The vertical field of view $f=|f_{down}|+|f_{up}|$ depends on the sensor. The values for u and v are holding the image coordinates for each point. The resulting tensor has the shape of $[c_{in}\times h\times w]$ with a $c_{in}$ feature channel. The input features might be the depth d, if given the intensity i, the coordinates x, y, and z, or surface normals n. Since multiple points can be within one coordinate tuple, the points are ordered descending. This means that only the features for the closest point within a tuple are used.

By knowing the point coordinates and considering the image holding them as a function $z=f(x,y)$, we can calculate a normal from the parametrization $\mathit{r}(x,y)=(x,y,z)=(x,y,f(x,y\left)\right)$, given:

$$\begin{array}{cc}\hfill \mathit{n}& =\frac{\partial \mathit{r}}{\partial x}\times \frac{\partial \mathit{r}}{\partial y}\hfill \\ \hfill & =\left(1,0,\frac{\partial f}{\partial x}\right)\times \left(0,1,\frac{\partial f}{\partial y}\right)\hfill \\ \hfill & =\left(-\frac{\partial f}{\partial y},-\frac{\partial f}{\partial x},1\right)\hfill \end{array}$$

(2)

**Records provided**
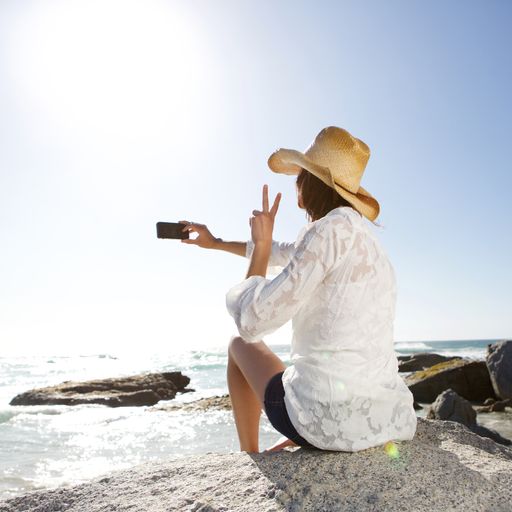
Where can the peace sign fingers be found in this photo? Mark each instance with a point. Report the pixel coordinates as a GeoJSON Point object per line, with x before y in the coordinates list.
{"type": "Point", "coordinates": [275, 206]}
{"type": "Point", "coordinates": [265, 198]}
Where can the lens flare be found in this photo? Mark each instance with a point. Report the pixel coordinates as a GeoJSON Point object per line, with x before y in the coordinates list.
{"type": "Point", "coordinates": [340, 385]}
{"type": "Point", "coordinates": [391, 449]}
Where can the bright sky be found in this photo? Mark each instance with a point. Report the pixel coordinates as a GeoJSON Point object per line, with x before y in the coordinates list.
{"type": "Point", "coordinates": [116, 114]}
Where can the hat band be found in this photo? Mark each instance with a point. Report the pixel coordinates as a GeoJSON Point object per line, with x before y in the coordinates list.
{"type": "Point", "coordinates": [343, 186]}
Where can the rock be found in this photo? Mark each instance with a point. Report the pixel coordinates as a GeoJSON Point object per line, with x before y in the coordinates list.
{"type": "Point", "coordinates": [146, 389]}
{"type": "Point", "coordinates": [499, 363]}
{"type": "Point", "coordinates": [203, 404]}
{"type": "Point", "coordinates": [421, 360]}
{"type": "Point", "coordinates": [445, 467]}
{"type": "Point", "coordinates": [450, 406]}
{"type": "Point", "coordinates": [495, 406]}
{"type": "Point", "coordinates": [467, 377]}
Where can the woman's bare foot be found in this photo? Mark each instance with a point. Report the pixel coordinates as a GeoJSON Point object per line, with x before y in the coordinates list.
{"type": "Point", "coordinates": [283, 442]}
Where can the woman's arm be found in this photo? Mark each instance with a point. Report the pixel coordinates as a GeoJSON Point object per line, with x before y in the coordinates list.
{"type": "Point", "coordinates": [239, 248]}
{"type": "Point", "coordinates": [206, 240]}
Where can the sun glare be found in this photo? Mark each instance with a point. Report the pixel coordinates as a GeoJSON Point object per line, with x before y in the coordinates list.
{"type": "Point", "coordinates": [115, 67]}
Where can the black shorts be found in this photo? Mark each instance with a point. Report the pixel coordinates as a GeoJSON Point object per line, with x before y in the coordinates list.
{"type": "Point", "coordinates": [277, 414]}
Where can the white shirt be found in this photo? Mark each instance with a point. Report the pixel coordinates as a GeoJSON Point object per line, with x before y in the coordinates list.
{"type": "Point", "coordinates": [343, 390]}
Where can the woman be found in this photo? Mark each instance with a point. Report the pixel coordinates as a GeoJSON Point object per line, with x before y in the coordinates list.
{"type": "Point", "coordinates": [342, 391]}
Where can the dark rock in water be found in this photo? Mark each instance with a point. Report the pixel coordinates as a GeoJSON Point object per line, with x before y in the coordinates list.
{"type": "Point", "coordinates": [420, 361]}
{"type": "Point", "coordinates": [467, 377]}
{"type": "Point", "coordinates": [216, 402]}
{"type": "Point", "coordinates": [450, 406]}
{"type": "Point", "coordinates": [146, 389]}
{"type": "Point", "coordinates": [499, 363]}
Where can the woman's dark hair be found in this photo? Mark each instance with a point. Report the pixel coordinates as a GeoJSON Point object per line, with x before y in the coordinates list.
{"type": "Point", "coordinates": [317, 197]}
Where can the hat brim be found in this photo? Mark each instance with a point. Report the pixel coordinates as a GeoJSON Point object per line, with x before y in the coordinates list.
{"type": "Point", "coordinates": [291, 162]}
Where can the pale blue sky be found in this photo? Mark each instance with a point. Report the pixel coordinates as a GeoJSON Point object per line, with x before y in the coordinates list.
{"type": "Point", "coordinates": [117, 114]}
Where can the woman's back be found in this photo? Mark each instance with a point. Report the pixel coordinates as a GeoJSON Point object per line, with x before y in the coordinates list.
{"type": "Point", "coordinates": [343, 390]}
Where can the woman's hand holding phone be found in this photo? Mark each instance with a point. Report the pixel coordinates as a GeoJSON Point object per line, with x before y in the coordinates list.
{"type": "Point", "coordinates": [204, 239]}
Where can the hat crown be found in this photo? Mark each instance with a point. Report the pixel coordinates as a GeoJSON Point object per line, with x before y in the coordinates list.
{"type": "Point", "coordinates": [343, 155]}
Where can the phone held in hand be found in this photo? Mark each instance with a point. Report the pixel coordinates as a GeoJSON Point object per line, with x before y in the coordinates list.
{"type": "Point", "coordinates": [171, 230]}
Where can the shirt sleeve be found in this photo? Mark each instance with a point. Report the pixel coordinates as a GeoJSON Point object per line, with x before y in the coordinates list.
{"type": "Point", "coordinates": [260, 306]}
{"type": "Point", "coordinates": [279, 256]}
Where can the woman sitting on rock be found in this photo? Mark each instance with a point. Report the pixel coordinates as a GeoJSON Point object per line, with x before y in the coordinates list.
{"type": "Point", "coordinates": [342, 391]}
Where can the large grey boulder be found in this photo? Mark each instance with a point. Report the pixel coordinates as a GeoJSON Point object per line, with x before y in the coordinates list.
{"type": "Point", "coordinates": [467, 377]}
{"type": "Point", "coordinates": [421, 360]}
{"type": "Point", "coordinates": [499, 363]}
{"type": "Point", "coordinates": [133, 390]}
{"type": "Point", "coordinates": [452, 407]}
{"type": "Point", "coordinates": [445, 467]}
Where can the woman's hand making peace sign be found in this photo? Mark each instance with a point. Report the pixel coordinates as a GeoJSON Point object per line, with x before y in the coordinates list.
{"type": "Point", "coordinates": [262, 222]}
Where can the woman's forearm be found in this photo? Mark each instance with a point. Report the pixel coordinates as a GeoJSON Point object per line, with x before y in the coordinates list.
{"type": "Point", "coordinates": [239, 248]}
{"type": "Point", "coordinates": [259, 260]}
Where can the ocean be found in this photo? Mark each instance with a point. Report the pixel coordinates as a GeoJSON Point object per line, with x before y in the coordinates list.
{"type": "Point", "coordinates": [43, 447]}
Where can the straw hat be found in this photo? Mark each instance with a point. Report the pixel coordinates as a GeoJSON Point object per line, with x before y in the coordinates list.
{"type": "Point", "coordinates": [339, 160]}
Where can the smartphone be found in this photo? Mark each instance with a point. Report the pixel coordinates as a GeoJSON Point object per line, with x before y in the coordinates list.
{"type": "Point", "coordinates": [171, 230]}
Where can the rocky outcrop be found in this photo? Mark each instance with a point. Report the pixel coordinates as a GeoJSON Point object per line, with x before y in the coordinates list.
{"type": "Point", "coordinates": [146, 389]}
{"type": "Point", "coordinates": [499, 363]}
{"type": "Point", "coordinates": [420, 361]}
{"type": "Point", "coordinates": [452, 407]}
{"type": "Point", "coordinates": [491, 405]}
{"type": "Point", "coordinates": [445, 467]}
{"type": "Point", "coordinates": [467, 377]}
{"type": "Point", "coordinates": [216, 402]}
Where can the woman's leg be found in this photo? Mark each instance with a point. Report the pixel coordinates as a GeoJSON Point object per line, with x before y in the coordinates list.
{"type": "Point", "coordinates": [250, 367]}
{"type": "Point", "coordinates": [246, 408]}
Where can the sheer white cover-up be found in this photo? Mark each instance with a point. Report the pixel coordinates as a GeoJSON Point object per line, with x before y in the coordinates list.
{"type": "Point", "coordinates": [343, 390]}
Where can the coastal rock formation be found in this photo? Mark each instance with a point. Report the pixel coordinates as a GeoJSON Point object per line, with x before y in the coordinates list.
{"type": "Point", "coordinates": [421, 360]}
{"type": "Point", "coordinates": [146, 389]}
{"type": "Point", "coordinates": [491, 405]}
{"type": "Point", "coordinates": [450, 406]}
{"type": "Point", "coordinates": [445, 467]}
{"type": "Point", "coordinates": [222, 402]}
{"type": "Point", "coordinates": [499, 363]}
{"type": "Point", "coordinates": [469, 378]}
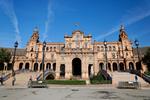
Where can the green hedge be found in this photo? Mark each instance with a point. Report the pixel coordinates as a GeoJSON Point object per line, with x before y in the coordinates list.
{"type": "Point", "coordinates": [66, 82]}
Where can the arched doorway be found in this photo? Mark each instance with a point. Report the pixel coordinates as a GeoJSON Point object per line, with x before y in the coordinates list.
{"type": "Point", "coordinates": [90, 70]}
{"type": "Point", "coordinates": [20, 66]}
{"type": "Point", "coordinates": [35, 66]}
{"type": "Point", "coordinates": [62, 70]}
{"type": "Point", "coordinates": [131, 66]}
{"type": "Point", "coordinates": [76, 67]}
{"type": "Point", "coordinates": [1, 66]}
{"type": "Point", "coordinates": [121, 66]}
{"type": "Point", "coordinates": [115, 67]}
{"type": "Point", "coordinates": [9, 67]}
{"type": "Point", "coordinates": [101, 66]}
{"type": "Point", "coordinates": [41, 68]}
{"type": "Point", "coordinates": [109, 66]}
{"type": "Point", "coordinates": [27, 66]}
{"type": "Point", "coordinates": [138, 66]}
{"type": "Point", "coordinates": [48, 66]}
{"type": "Point", "coordinates": [54, 66]}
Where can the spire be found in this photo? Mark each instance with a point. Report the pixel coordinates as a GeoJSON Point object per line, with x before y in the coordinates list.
{"type": "Point", "coordinates": [36, 30]}
{"type": "Point", "coordinates": [122, 28]}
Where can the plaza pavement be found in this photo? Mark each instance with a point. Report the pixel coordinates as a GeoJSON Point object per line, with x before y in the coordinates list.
{"type": "Point", "coordinates": [68, 92]}
{"type": "Point", "coordinates": [75, 92]}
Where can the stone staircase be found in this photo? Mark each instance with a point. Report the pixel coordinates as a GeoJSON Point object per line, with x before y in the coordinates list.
{"type": "Point", "coordinates": [21, 79]}
{"type": "Point", "coordinates": [125, 76]}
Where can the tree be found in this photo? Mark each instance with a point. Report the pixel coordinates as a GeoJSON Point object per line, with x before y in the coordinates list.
{"type": "Point", "coordinates": [5, 55]}
{"type": "Point", "coordinates": [146, 59]}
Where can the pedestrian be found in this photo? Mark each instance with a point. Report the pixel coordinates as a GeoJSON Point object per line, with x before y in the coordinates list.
{"type": "Point", "coordinates": [136, 78]}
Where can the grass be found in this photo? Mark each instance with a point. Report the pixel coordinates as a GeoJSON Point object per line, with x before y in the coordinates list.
{"type": "Point", "coordinates": [66, 82]}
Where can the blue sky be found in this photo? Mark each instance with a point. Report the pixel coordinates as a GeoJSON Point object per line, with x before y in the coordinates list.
{"type": "Point", "coordinates": [55, 18]}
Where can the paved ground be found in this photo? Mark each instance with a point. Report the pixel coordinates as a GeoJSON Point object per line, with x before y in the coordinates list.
{"type": "Point", "coordinates": [98, 92]}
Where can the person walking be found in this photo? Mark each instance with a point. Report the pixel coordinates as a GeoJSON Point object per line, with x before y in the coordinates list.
{"type": "Point", "coordinates": [13, 81]}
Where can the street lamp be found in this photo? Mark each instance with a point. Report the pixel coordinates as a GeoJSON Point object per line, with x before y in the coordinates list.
{"type": "Point", "coordinates": [105, 44]}
{"type": "Point", "coordinates": [137, 47]}
{"type": "Point", "coordinates": [15, 45]}
{"type": "Point", "coordinates": [44, 45]}
{"type": "Point", "coordinates": [13, 72]}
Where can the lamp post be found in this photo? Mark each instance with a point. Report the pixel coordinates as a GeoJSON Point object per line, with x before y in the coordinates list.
{"type": "Point", "coordinates": [15, 45]}
{"type": "Point", "coordinates": [44, 45]}
{"type": "Point", "coordinates": [137, 47]}
{"type": "Point", "coordinates": [105, 44]}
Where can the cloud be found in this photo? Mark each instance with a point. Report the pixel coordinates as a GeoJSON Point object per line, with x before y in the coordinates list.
{"type": "Point", "coordinates": [49, 19]}
{"type": "Point", "coordinates": [132, 16]}
{"type": "Point", "coordinates": [7, 7]}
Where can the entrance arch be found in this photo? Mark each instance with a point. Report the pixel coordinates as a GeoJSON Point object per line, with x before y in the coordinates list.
{"type": "Point", "coordinates": [101, 66]}
{"type": "Point", "coordinates": [35, 66]}
{"type": "Point", "coordinates": [109, 66]}
{"type": "Point", "coordinates": [131, 66]}
{"type": "Point", "coordinates": [138, 66]}
{"type": "Point", "coordinates": [20, 66]}
{"type": "Point", "coordinates": [76, 67]}
{"type": "Point", "coordinates": [48, 66]}
{"type": "Point", "coordinates": [27, 66]}
{"type": "Point", "coordinates": [1, 66]}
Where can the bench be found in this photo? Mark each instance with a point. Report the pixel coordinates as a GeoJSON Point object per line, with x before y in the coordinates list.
{"type": "Point", "coordinates": [129, 85]}
{"type": "Point", "coordinates": [37, 84]}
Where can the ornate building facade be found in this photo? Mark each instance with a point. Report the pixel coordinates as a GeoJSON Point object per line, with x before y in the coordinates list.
{"type": "Point", "coordinates": [79, 56]}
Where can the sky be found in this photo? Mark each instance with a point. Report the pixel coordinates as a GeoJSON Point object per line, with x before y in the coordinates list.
{"type": "Point", "coordinates": [56, 18]}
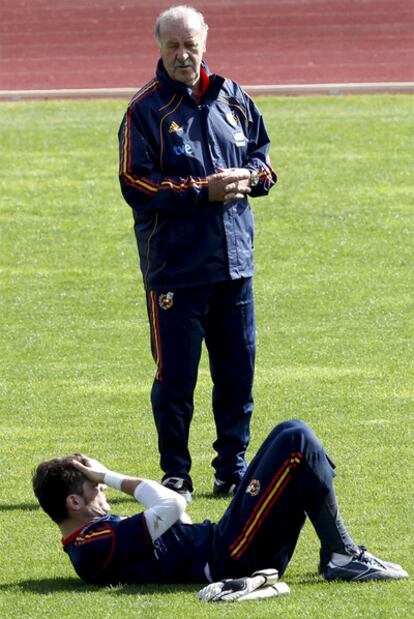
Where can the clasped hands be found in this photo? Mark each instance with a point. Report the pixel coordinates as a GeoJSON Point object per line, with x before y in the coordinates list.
{"type": "Point", "coordinates": [228, 184]}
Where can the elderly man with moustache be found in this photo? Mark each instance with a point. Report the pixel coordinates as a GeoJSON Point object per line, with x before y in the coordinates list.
{"type": "Point", "coordinates": [193, 146]}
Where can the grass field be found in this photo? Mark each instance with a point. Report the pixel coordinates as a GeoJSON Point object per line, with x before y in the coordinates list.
{"type": "Point", "coordinates": [335, 316]}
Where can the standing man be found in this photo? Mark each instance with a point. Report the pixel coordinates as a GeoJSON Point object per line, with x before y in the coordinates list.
{"type": "Point", "coordinates": [193, 145]}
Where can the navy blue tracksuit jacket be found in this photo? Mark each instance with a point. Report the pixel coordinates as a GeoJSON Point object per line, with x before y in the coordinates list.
{"type": "Point", "coordinates": [169, 144]}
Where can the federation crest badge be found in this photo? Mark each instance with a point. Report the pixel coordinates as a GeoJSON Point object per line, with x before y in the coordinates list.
{"type": "Point", "coordinates": [165, 301]}
{"type": "Point", "coordinates": [253, 488]}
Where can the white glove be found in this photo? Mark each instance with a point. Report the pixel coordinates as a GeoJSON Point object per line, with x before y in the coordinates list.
{"type": "Point", "coordinates": [236, 589]}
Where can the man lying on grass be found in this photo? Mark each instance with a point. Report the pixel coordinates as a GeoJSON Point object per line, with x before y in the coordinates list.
{"type": "Point", "coordinates": [290, 478]}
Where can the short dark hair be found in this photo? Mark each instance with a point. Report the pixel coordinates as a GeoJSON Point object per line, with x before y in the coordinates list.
{"type": "Point", "coordinates": [53, 481]}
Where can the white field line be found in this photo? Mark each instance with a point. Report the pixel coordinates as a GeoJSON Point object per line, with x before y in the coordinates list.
{"type": "Point", "coordinates": [257, 89]}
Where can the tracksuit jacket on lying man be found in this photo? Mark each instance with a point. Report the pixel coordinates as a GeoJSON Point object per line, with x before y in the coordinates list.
{"type": "Point", "coordinates": [196, 256]}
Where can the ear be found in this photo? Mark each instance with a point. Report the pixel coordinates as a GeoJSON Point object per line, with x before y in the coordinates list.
{"type": "Point", "coordinates": [74, 502]}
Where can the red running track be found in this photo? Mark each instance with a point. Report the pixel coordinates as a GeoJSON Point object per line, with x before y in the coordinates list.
{"type": "Point", "coordinates": [48, 44]}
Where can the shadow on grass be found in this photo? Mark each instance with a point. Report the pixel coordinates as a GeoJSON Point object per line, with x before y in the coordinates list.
{"type": "Point", "coordinates": [45, 586]}
{"type": "Point", "coordinates": [33, 505]}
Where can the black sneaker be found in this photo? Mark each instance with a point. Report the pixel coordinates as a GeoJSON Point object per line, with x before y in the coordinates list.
{"type": "Point", "coordinates": [180, 485]}
{"type": "Point", "coordinates": [223, 488]}
{"type": "Point", "coordinates": [361, 566]}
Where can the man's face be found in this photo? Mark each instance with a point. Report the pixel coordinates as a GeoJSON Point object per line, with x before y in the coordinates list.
{"type": "Point", "coordinates": [182, 46]}
{"type": "Point", "coordinates": [95, 503]}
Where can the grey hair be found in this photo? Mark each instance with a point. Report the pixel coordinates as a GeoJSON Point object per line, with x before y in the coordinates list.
{"type": "Point", "coordinates": [179, 12]}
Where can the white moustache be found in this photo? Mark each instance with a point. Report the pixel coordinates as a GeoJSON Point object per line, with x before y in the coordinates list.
{"type": "Point", "coordinates": [180, 65]}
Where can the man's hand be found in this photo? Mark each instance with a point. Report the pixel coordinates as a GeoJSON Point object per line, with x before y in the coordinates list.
{"type": "Point", "coordinates": [92, 469]}
{"type": "Point", "coordinates": [227, 185]}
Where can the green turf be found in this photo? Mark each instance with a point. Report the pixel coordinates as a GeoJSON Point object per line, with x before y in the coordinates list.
{"type": "Point", "coordinates": [334, 296]}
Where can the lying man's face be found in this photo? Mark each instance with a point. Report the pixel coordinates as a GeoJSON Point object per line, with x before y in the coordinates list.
{"type": "Point", "coordinates": [94, 499]}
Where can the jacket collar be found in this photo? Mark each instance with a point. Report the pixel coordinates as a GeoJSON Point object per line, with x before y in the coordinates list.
{"type": "Point", "coordinates": [216, 82]}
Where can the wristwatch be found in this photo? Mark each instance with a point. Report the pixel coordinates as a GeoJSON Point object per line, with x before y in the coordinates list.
{"type": "Point", "coordinates": [254, 178]}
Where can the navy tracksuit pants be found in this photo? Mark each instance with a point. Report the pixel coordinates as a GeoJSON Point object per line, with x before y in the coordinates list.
{"type": "Point", "coordinates": [289, 478]}
{"type": "Point", "coordinates": [221, 315]}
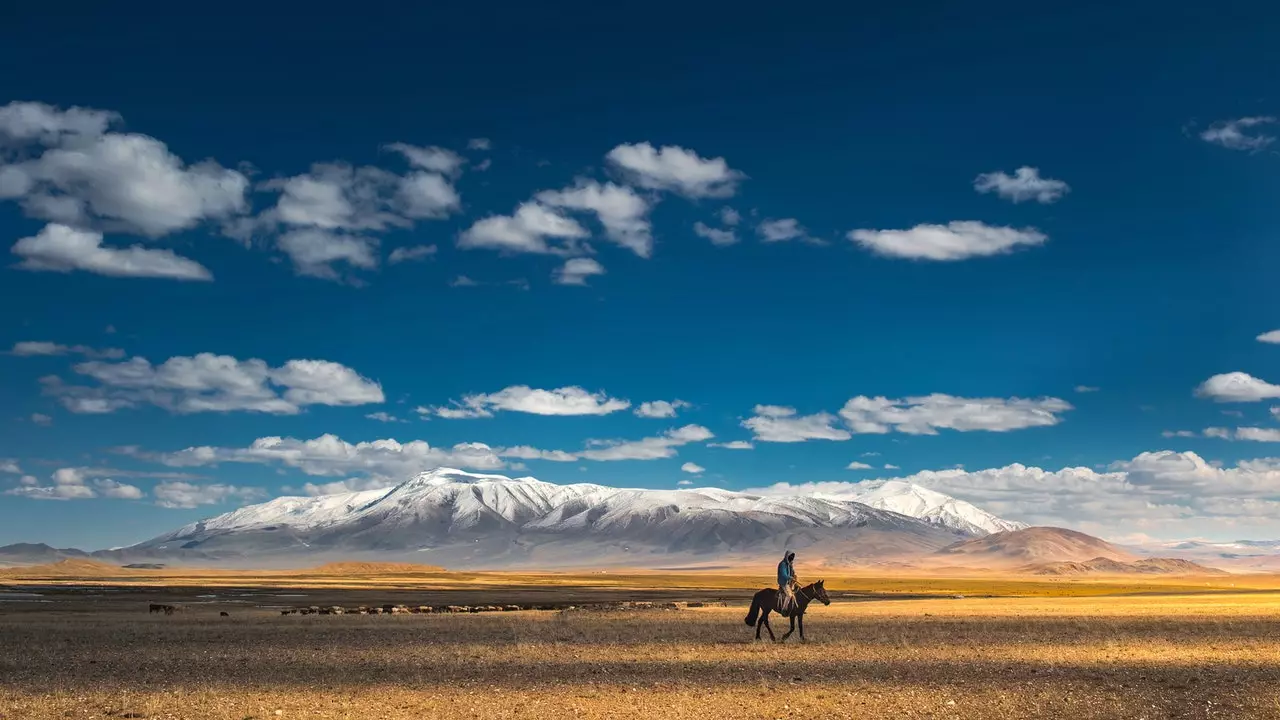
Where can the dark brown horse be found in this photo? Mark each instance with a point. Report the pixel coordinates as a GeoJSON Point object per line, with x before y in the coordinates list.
{"type": "Point", "coordinates": [769, 601]}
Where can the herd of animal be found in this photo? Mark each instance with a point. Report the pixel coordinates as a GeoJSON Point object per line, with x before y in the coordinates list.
{"type": "Point", "coordinates": [391, 609]}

**Stated exercise**
In the passage on projecting points and computing normals, reproduce the text verbatim from "The vertical field" up to and including "tuple are used.".

**Expected answer**
The vertical field of view $f=|f_{down}|+|f_{up}|$ depends on the sensor. The values for u and v are holding the image coordinates for each point. The resulting tensor has the shape of $[c_{in}\times h\times w]$ with a $c_{in}$ feature channel. The input features might be the depth d, if given the intensity i, the coordinates x, y, and z, or surface normals n. Since multiple points can be within one coordinate tuple, the points are ordered descending. This means that only the features for the closest point within a tuple are used.